TASK INPUTS:
•••
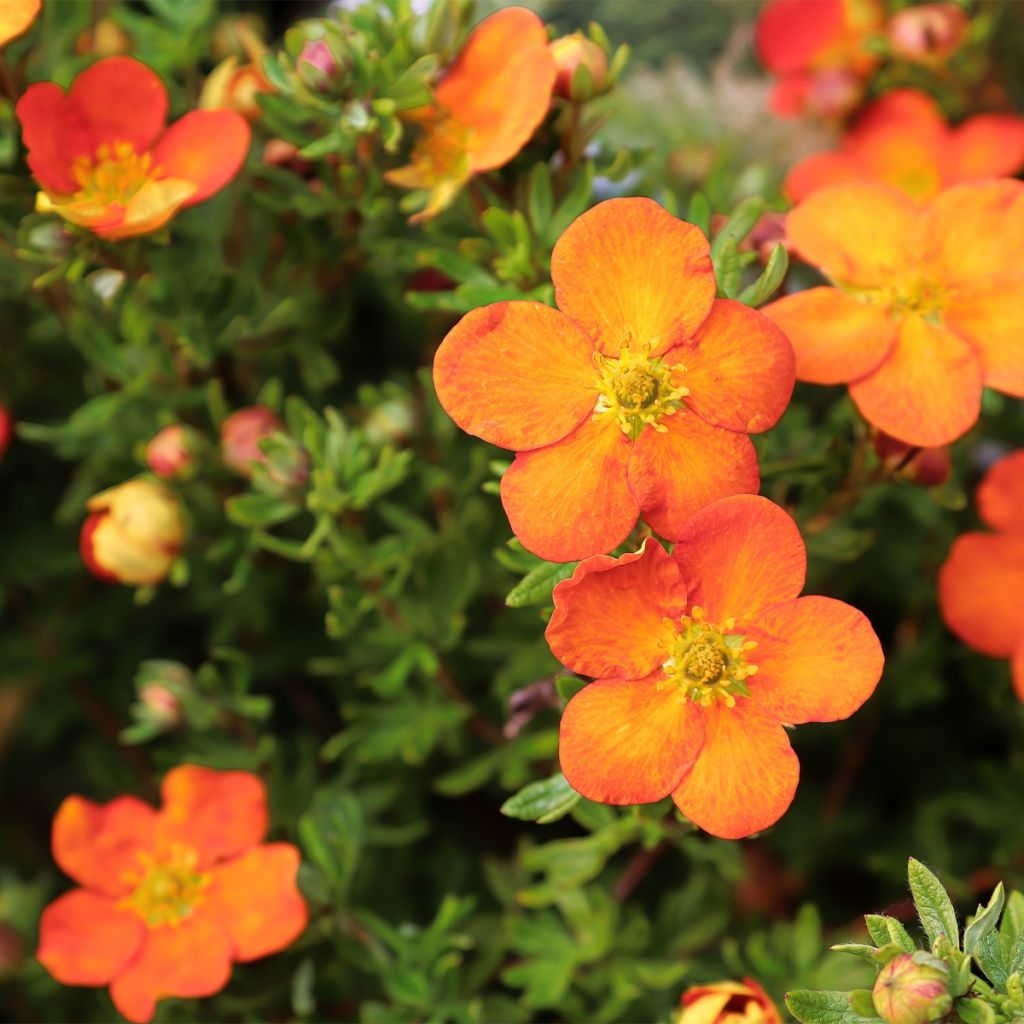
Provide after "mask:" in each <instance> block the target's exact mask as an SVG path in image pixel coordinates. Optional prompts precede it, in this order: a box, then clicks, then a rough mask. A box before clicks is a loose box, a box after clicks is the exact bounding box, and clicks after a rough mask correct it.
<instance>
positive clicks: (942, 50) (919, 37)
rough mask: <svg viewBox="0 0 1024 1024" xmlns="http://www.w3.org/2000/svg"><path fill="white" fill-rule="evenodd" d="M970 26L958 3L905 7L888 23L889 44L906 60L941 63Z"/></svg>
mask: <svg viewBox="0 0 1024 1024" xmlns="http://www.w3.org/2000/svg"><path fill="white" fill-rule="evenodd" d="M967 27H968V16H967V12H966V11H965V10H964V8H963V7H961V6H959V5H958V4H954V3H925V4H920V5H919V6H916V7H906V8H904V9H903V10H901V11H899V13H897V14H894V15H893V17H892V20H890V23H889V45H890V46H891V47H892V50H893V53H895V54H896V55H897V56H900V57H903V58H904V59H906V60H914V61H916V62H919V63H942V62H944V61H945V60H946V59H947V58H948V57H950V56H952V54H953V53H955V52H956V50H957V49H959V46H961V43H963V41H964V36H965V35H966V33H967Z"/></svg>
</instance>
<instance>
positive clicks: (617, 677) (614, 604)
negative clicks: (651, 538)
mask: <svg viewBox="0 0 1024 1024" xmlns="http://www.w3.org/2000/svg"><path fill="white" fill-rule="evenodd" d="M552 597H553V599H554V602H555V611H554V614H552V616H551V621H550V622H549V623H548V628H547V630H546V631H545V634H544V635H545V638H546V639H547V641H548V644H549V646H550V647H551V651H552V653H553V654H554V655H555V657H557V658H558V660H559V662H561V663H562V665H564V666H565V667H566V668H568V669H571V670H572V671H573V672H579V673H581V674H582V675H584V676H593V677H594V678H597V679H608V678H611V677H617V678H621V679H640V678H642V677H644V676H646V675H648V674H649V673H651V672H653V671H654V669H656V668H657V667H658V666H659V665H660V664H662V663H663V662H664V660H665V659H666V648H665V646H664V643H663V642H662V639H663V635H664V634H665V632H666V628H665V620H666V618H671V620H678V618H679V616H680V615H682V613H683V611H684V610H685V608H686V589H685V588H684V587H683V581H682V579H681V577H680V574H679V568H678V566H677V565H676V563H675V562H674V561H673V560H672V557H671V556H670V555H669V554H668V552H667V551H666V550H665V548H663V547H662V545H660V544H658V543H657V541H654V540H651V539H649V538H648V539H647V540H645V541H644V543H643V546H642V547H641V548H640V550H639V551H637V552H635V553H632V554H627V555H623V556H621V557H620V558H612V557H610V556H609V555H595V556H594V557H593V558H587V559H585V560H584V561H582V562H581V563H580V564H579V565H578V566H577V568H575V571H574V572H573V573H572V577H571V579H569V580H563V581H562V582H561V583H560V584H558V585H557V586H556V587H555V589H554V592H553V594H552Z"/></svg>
•••
ASSIGNMENT: Output only the lines running from the top of the data above to the line with "positive clicks: (617, 677) (614, 604)", inclusive, word for word and without pictures.

TASK RESPONSE:
Provide after "mask:" in each <instance> block the target's exact mask as an SVG path in image pixel coordinates. Optional prompts precede it, in this order: a box, then clicks, then a rough mask. A box before clicks is a loose box, a box after clicks is the exact bounding box, and clicks after a rough mask correct it.
<instance>
positive clicks: (942, 50) (919, 37)
rough mask: <svg viewBox="0 0 1024 1024" xmlns="http://www.w3.org/2000/svg"><path fill="white" fill-rule="evenodd" d="M970 26L958 3L905 7L888 23L889 44L906 60L941 63Z"/></svg>
mask: <svg viewBox="0 0 1024 1024" xmlns="http://www.w3.org/2000/svg"><path fill="white" fill-rule="evenodd" d="M967 27H968V16H967V12H966V11H965V10H964V8H963V7H961V6H959V5H958V4H954V3H925V4H920V5H919V6H916V7H906V8H904V9H903V10H901V11H899V13H897V14H894V15H893V17H892V20H890V23H889V45H890V46H891V47H892V50H893V53H895V54H896V55H897V56H900V57H903V58H904V59H906V60H914V61H916V62H919V63H942V62H944V61H945V60H946V59H947V58H948V57H950V56H952V54H953V53H955V52H956V50H957V49H959V46H961V43H963V41H964V36H965V35H966V33H967Z"/></svg>
</instance>
<instance>
positive clicks: (617, 677) (614, 604)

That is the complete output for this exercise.